> _TASK PROMPT_
Scan the entries below for the word "like". Copy each line that has it.

> _EXTRACTED INFORMATION_
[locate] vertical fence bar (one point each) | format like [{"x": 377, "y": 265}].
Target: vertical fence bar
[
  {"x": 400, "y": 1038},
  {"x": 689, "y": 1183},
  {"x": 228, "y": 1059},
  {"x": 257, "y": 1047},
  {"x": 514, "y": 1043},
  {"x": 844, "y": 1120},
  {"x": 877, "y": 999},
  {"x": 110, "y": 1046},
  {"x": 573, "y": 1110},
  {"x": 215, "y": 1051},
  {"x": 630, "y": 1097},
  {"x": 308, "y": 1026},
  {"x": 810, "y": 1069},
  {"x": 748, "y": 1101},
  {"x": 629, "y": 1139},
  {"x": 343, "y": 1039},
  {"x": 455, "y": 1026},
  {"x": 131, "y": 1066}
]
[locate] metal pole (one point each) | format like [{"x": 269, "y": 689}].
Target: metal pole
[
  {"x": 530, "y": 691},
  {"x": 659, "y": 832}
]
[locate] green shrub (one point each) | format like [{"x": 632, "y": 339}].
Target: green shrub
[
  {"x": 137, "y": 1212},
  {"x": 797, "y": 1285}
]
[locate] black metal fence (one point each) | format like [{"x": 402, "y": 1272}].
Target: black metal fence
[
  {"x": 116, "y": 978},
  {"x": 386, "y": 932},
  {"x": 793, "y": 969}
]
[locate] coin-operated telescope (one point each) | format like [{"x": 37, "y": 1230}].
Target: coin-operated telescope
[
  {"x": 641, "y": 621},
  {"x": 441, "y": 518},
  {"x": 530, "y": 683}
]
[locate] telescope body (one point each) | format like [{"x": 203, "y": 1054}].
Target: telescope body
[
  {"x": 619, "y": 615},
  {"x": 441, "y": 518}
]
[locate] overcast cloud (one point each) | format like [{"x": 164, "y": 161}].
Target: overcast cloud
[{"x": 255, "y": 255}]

> _TASK ANSWER_
[locate] vertical fence bar (one point each) | format like [{"x": 377, "y": 265}].
[locate] metal pole (one point each) | format like [{"x": 269, "y": 689}].
[locate] green shrub (one point each) | format like [{"x": 632, "y": 339}].
[locate] black metal fence (one point each) | format like [{"x": 402, "y": 1272}].
[locate] coin-operated telescope (one point each) | format like [{"x": 37, "y": 1230}].
[locate] telescope body (one point each) | format like [{"x": 203, "y": 1054}].
[locate] overcast cloud (one point each) | format like [{"x": 164, "y": 161}].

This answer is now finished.